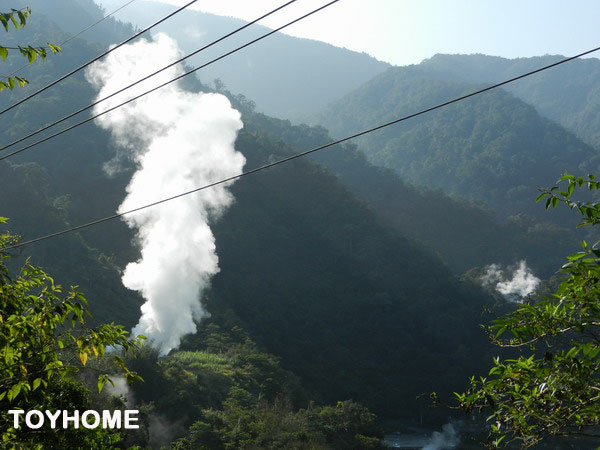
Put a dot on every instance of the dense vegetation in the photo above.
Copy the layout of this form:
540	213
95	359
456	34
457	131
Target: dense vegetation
492	148
554	390
308	271
331	290
568	94
277	73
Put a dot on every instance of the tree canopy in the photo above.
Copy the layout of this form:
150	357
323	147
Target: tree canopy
555	390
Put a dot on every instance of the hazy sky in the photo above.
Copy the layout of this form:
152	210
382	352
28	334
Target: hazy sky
408	31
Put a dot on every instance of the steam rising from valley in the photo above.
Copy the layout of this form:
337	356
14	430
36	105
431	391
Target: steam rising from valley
178	141
513	286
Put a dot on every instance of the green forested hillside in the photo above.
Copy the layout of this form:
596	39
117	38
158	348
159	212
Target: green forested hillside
463	233
568	94
350	305
493	148
286	76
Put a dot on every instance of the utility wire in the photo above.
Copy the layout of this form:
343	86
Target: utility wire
97	58
297	155
97	22
47	138
14	72
140	80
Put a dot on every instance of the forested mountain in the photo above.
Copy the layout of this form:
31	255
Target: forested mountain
338	278
493	148
350	305
286	76
568	94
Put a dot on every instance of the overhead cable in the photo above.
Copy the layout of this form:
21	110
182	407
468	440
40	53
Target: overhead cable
297	155
46	127
47	138
111	49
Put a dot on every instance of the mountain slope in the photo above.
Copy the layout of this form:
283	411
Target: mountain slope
568	94
348	303
492	148
286	76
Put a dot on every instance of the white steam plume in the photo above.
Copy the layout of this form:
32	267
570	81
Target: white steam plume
513	287
178	141
448	438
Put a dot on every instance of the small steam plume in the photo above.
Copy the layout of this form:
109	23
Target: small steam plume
448	438
120	388
513	287
178	141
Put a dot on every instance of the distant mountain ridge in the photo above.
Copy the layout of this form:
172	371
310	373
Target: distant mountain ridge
286	76
568	94
493	148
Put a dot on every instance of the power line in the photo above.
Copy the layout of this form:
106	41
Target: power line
298	155
140	80
47	138
14	72
97	22
96	58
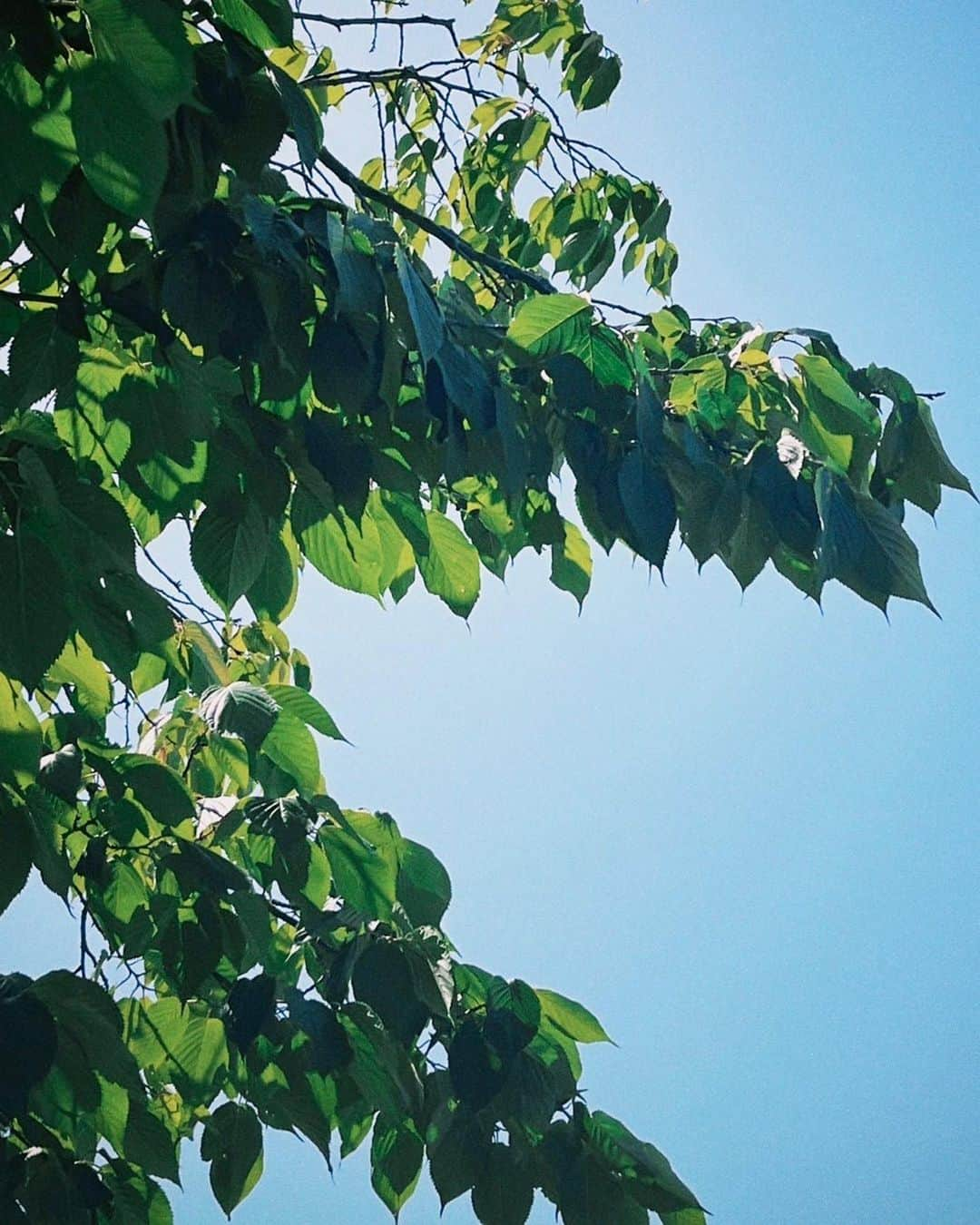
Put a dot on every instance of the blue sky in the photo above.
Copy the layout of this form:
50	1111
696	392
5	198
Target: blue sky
741	830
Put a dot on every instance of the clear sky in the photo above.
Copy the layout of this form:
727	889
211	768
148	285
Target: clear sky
741	830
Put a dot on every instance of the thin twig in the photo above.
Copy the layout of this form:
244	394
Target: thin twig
444	235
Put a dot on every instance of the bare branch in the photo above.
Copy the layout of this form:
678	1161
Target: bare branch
440	233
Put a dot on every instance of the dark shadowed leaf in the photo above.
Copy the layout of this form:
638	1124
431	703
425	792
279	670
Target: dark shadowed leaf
231	1143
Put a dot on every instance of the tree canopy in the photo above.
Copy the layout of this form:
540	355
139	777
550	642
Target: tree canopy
216	326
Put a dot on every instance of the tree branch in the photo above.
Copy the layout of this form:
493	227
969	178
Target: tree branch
440	233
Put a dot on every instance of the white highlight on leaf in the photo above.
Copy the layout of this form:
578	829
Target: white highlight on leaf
211	810
742	343
791	452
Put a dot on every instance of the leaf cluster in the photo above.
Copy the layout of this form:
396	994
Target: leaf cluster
216	328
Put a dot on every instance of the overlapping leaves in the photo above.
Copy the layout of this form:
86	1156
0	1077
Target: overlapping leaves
202	340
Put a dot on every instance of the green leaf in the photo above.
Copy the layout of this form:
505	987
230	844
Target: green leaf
912	459
550	324
648	503
837	406
230	548
34	620
424	887
652	1181
263	22
244	710
28	1042
504	1192
571	564
290	746
251	1004
364	860
346	553
451	567
16	859
396	1161
864	546
304	119
305	707
77	665
160	789
381	1067
604	356
122	147
90	1024
144	41
20	735
231	1142
165	1034
62	773
149	1143
426	318
571	1018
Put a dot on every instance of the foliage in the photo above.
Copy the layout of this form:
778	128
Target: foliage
216	326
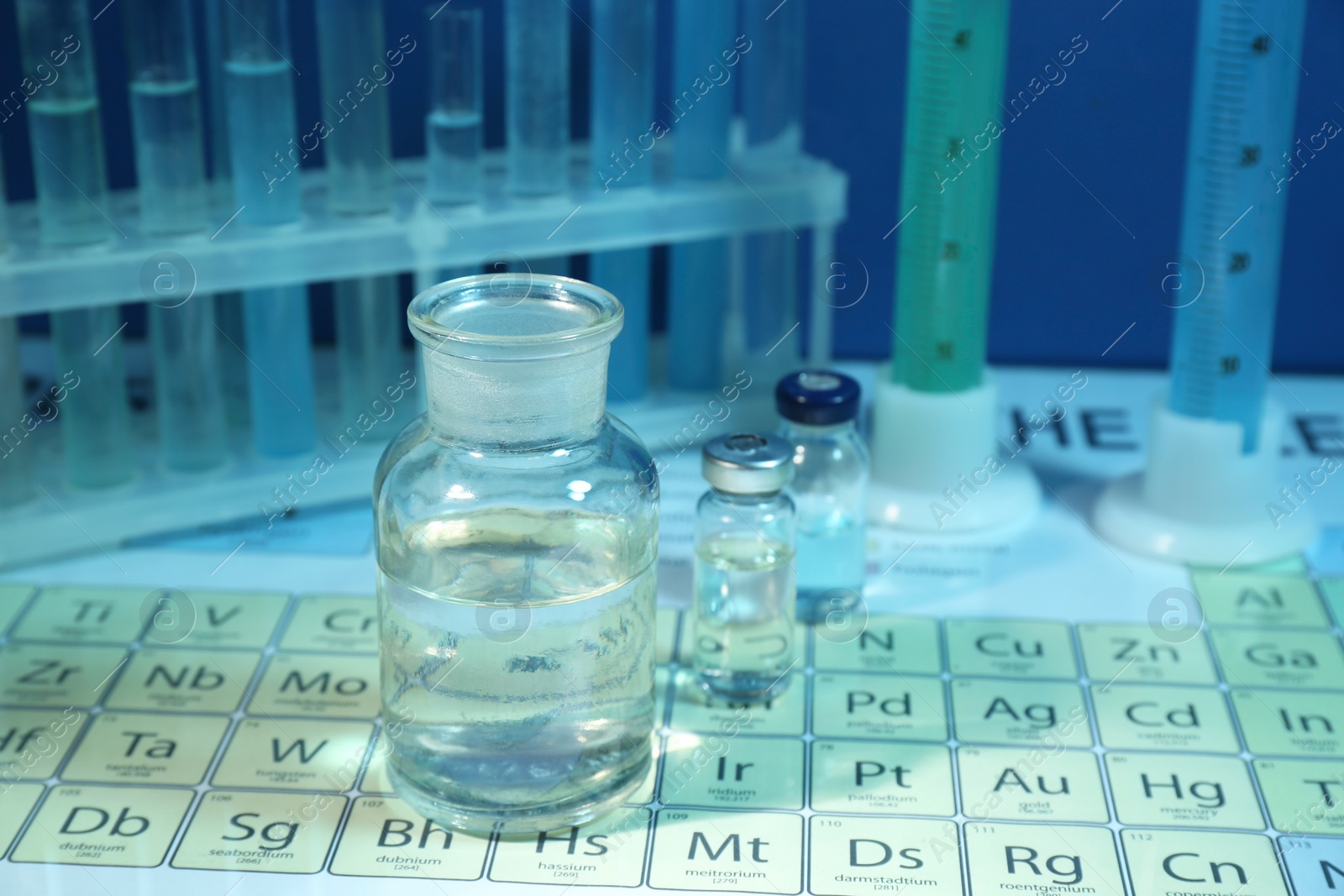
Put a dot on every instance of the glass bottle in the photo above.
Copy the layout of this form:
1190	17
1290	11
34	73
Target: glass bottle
830	490
743	569
517	533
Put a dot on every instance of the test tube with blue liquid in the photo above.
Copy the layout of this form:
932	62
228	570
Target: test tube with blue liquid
1211	481
66	136
260	98
171	174
622	107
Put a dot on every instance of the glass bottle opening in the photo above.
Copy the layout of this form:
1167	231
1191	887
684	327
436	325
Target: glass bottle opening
515	317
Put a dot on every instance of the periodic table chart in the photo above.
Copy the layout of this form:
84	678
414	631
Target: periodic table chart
1005	719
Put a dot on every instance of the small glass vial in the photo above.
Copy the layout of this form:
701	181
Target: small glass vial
830	490
517	537
743	569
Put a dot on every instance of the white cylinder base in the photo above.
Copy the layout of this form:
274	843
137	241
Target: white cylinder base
1202	500
936	463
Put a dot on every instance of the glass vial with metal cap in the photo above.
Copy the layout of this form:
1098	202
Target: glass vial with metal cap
517	537
830	490
743	569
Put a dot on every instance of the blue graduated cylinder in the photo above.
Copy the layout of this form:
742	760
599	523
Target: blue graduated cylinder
1247	76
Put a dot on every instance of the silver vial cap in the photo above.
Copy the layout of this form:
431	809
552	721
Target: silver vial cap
748	464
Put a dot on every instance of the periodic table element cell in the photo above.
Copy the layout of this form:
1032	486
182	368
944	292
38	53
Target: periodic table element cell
1183	792
608	852
293	754
692	710
306	684
33	741
1307	660
1005	783
13	598
1133	654
17	802
886	644
1010	649
884	778
35	674
275	833
233	618
339	624
1290	723
1260	600
1200	862
1055	859
128	826
147	748
1164	718
717	851
862	856
84	614
385	837
1304	795
732	773
1034	714
174	680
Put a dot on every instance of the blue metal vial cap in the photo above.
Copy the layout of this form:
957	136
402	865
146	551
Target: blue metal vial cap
817	398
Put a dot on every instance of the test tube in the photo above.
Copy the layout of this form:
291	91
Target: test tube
369	328
66	136
772	103
699	271
260	97
622	107
454	129
538	96
171	170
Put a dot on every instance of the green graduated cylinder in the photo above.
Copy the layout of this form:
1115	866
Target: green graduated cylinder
949	184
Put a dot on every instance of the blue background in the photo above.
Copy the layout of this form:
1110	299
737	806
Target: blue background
1073	270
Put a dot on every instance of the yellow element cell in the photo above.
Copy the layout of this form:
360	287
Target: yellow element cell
900	707
1032	785
147	748
1047	859
1258	600
862	856
233	618
665	629
1290	723
175	680
273	833
33	741
1183	792
886	644
81	825
746	852
1011	649
1018	712
884	778
35	674
383	837
608	852
1164	718
293	754
306	684
692	710
338	624
17	802
1200	862
732	773
1307	660
13	597
1133	654
84	614
1303	797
____________________
Return all of the entries exactly as written, but drop any pictures they hold.

Put a dot on every instance of the dense vegetation in the photo above.
Copy the layout of this form:
540	213
95	359
456	34
457	131
Target: dense vegetation
492	148
554	390
308	271
331	290
568	94
277	73
Put a dot on every instance of the tree canopy in the photo above.
Copy the layout of this form:
150	357
323	147
Target: tree canopy
555	390
Put a dot on every instance of the hazy sky in the photo above.
Copy the layout of this form:
152	210
382	352
28	334
Target: hazy sky
408	31
Put a dot on every instance of the steam rising from valley in the photo above.
Copy the layout of this form:
337	356
14	430
36	105
431	391
Target: steam rising from valley
178	141
513	286
Put a dot on every instance of the green forested hillside in the photo above.
Copy the layout of this form:
596	39
117	38
158	348
159	212
Target: green forested hillside
463	233
568	94
350	305
493	148
286	76
Put a dot on every instance of the utility wire in the photo above.
Copy the layout of this form:
343	86
Target: utility wire
97	58
297	155
97	22
47	138
14	72
140	80
Put a dot on every instance of the forested mountain in the photo above.
Copy the layout of this form:
31	255
Target: forested mountain
338	278
493	148
350	305
286	76
568	94
Put a dot on every instance of the overhead cable in the photo above.
Copy the layout of this form:
21	110
182	407
468	440
40	53
Target: overhead cable
297	155
46	127
47	138
111	49
Put a dot on every instance of the mountain slope in the photo above.
Copy the layout of this form:
283	411
Target: mountain slope
568	94
348	303
492	148
286	76
Put a dot on every instance of the white steam plume in the photo above.
Copy the layout of this form:
32	267
570	81
Target: white steam plume
513	287
178	141
448	438
Put a dot on every instance of the small steam plume in the photo above.
Copy the layout of this form:
109	23
Target: small steam plume
448	438
120	388
513	287
178	141
Put a dot on every instance of the distant mountain ridge in the photo above.
Copy the layout of this form:
172	371
310	373
Target: distant mountain ridge
286	76
568	94
493	148
Put a dot on every instance of the power line in the photo above.
Copy the layout of this form:
106	41
Target: power line
298	155
140	80
47	138
14	72
97	22
96	58
Put a dot on every instance of the blue sky in the photo above.
Copy the layout of this form:
50	1111
696	392
5	198
Target: blue sky
741	830
Put a dot on every instance of the clear sky in the photo above.
Copy the layout of this form:
727	889
211	768
148	285
Target: clear sky
741	830
Put a dot on every instance of the thin twig in the photo above.
Copy the layout of this form:
244	394
Target: thin twig
444	235
Put a dot on every instance of the bare branch in the photo above.
Copy the layout of this form:
678	1161
Target: bare branch
440	233
Put a dot on every instance of the dark shadowed leaf in the photo above.
Copy the layout of this form:
638	1124
431	703
425	792
279	670
Target: dark shadowed leaf
231	1143
Put a dot on every instance of the tree canopy in the photo above.
Copy the layout of this form:
540	355
139	777
550	642
Target: tree canopy
216	326
Put a dot on every instance of the tree branch in the photo above.
Copy the layout of this form:
493	227
969	178
Target: tree branch
440	233
Put a dot on every instance of the white highlight on leaf in the photo above.
Copy the layout of this form:
578	829
Target: white highlight on leaf
211	810
742	343
791	452
Put a dot on every instance of the leaf cluster in the photo above.
Copy the layout of this form:
396	994
Target: leaf cluster
216	328
Put a dot on every instance of the overlapping leaves in the photo above.
Copy the layout of this form:
86	1156
0	1077
Target: overlapping leaves
202	340
Put a dot on every instance of the green leaf in the photo above.
Copy the layout of this form:
505	987
230	844
Target: green leaf
912	459
550	324
648	503
837	406
230	548
34	620
424	887
652	1181
263	22
244	710
28	1042
504	1192
571	564
290	746
251	1004
364	860
346	553
451	567
16	859
396	1161
864	546
304	119
305	707
77	665
160	789
381	1067
604	356
122	147
90	1024
144	41
20	735
231	1142
165	1034
62	773
149	1143
426	318
571	1018
Put a dot on every instance of the foliage in the photo above.
Copy the layout of this form:
778	128
Target: foliage
216	326
Put a dot on every instance of the glass bottle in the photo above.
Copy the layout of this form:
1190	17
1290	11
34	73
Target: glass bottle
830	490
743	569
517	533
Put a dot on every instance of the test tube with blue liquid in the photo above.
Copy the layout of this form:
932	62
228	570
Target: test tube with blue liquid
1211	481
66	136
260	98
171	174
622	107
Put a dot on every instance of the glass bottle opening in the photo above.
Copy the layout of this form:
1167	231
1191	887
684	327
436	325
Target: glass bottle opening
515	317
Put a dot on every instance of the periodic table chart in the photo above.
Copy the layout of this form:
84	678
414	631
Target: periodic table chart
1005	719
Put a dot on every instance of the small glass vial in the photo above.
Copy the layout of this form:
701	181
Target: small glass vial
830	490
517	537
743	569
Put a dot on every instance of the white cylinder base in the photo above.
Copy the layout of this form:
274	843
137	241
Target: white cylinder base
1202	500
936	463
Put a dot on every instance of the glass vial with metal cap in the photo above.
Copy the layout of this form:
1098	202
Target: glass vial with metal cap
517	537
830	490
743	569
Put a dot on every instance of the blue graduated cylinder in the photo above.
Copy the layout of this form:
742	760
599	523
Target: blue graduated cylinder
1247	76
Put a dot on every instance of the silver vial cap in the photo above.
Copy the layout of this form:
431	809
552	721
Target: silver vial cap
748	464
Put a dot on every instance of the periodic table element cell in the photo above.
Copy the layout of this form:
1032	486
182	368
944	292
38	53
Target: periodic table element cell
1183	792
608	852
293	754
692	710
306	684
33	741
1307	660
1005	783
13	598
1133	654
17	802
886	644
1010	649
884	778
35	674
275	833
233	618
339	624
1290	723
1260	600
1200	862
1055	859
128	826
147	748
1164	718
717	851
862	856
84	614
385	837
1304	795
732	773
1034	714
174	680
Put a dot on every instance of the blue metal vial cap in the photo above.
Copy the layout of this form:
957	136
402	865
146	551
Target: blue metal vial cap
817	398
Put a dot on every instance of the test tube in the photo above.
Copy the layout of this form:
291	91
Target: test tube
369	328
66	136
772	103
699	271
260	97
622	107
454	129
538	96
171	170
Put a dot on every instance of the green graduated cylinder in the photo above.
Copy the layout of this form:
1115	866
Target: green graduated cylinder
949	184
Put a dot on every instance of the blue background in the photo above.
Copy the layout of this form:
1110	299
737	806
Target: blue background
1073	270
Put a dot on every instance of the yellow element cell in the photo above.
Copy the layout of this form:
360	287
Target: yellow element cell
900	707
1032	785
147	748
1047	859
1258	600
862	856
233	618
665	629
1290	723
175	680
273	833
33	741
1183	792
886	644
81	825
746	852
1011	649
1018	712
884	778
35	674
383	837
608	852
1164	718
293	754
306	684
692	710
338	624
17	802
1200	862
732	773
1307	660
13	597
1133	654
84	614
1303	797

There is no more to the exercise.